WORK REQUIRED
List every line of the rows below that contains the word "shadow", copying each such line in full.

DATASET ROWS
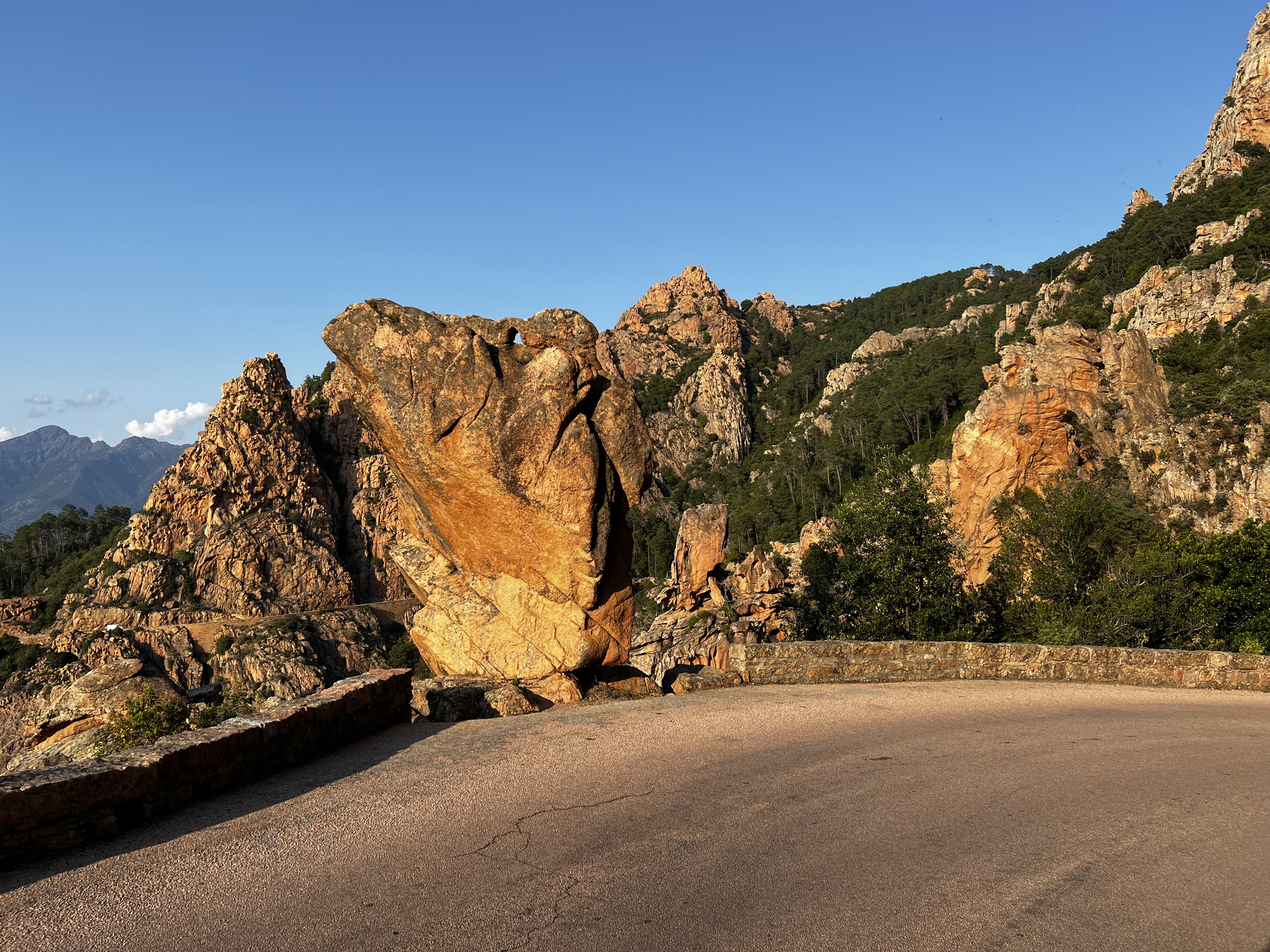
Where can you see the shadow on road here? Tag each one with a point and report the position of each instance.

==

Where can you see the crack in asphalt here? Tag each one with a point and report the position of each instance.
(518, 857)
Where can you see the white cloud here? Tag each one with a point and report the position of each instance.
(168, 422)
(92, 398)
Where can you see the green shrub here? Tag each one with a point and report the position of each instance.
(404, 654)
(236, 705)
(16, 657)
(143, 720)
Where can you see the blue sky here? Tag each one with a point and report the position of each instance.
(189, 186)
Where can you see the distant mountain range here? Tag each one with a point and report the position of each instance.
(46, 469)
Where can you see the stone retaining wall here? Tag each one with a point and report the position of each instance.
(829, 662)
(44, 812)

ANSWER TO THE PROBLEM
Where can you see the shadow on road here? Tag each one with a point and report the position of each instance.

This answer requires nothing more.